◆ About this task:
Repeat verbatim the lines of the data below, beginning with the line containing "column 331, row 491" and continuing to the end.

◆ Available records:
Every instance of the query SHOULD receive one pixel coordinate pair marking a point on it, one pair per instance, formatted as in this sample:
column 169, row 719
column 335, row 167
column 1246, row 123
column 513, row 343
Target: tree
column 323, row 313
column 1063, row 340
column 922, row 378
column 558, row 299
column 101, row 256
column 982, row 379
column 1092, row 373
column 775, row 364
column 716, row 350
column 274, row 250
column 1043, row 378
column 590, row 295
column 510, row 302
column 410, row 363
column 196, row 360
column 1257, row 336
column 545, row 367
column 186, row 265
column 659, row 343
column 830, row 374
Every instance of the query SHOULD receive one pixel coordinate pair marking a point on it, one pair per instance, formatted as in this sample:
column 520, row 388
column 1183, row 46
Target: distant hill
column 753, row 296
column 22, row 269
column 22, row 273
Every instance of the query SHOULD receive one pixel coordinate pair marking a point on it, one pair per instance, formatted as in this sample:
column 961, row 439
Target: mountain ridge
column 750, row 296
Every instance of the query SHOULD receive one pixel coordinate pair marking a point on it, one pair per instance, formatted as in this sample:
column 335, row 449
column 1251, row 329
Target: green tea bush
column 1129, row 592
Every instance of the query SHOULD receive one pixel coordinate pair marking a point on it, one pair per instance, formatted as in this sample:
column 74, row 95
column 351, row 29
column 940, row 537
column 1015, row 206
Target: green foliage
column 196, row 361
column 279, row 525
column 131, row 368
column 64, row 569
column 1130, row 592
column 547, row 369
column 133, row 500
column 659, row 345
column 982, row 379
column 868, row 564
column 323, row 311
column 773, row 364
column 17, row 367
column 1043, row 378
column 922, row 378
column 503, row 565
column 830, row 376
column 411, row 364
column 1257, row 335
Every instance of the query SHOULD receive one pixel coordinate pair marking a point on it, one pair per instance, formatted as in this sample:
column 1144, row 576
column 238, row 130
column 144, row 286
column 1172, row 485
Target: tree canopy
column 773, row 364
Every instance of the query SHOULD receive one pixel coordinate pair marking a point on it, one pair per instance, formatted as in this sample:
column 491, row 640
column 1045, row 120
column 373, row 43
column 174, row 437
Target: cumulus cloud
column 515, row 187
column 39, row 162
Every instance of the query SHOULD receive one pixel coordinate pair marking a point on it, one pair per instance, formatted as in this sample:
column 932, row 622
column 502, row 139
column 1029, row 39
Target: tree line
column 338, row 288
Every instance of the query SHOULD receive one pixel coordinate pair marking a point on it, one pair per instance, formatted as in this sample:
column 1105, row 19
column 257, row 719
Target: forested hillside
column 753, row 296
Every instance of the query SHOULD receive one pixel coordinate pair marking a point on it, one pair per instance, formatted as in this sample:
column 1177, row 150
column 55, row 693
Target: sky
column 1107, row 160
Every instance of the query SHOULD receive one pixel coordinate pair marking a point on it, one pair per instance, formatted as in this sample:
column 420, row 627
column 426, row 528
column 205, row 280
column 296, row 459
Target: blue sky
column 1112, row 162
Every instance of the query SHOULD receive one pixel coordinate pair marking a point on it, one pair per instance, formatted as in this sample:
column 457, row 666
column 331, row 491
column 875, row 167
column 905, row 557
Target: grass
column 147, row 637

◆ Exercise result:
column 331, row 491
column 875, row 167
column 905, row 557
Target: grass
column 147, row 637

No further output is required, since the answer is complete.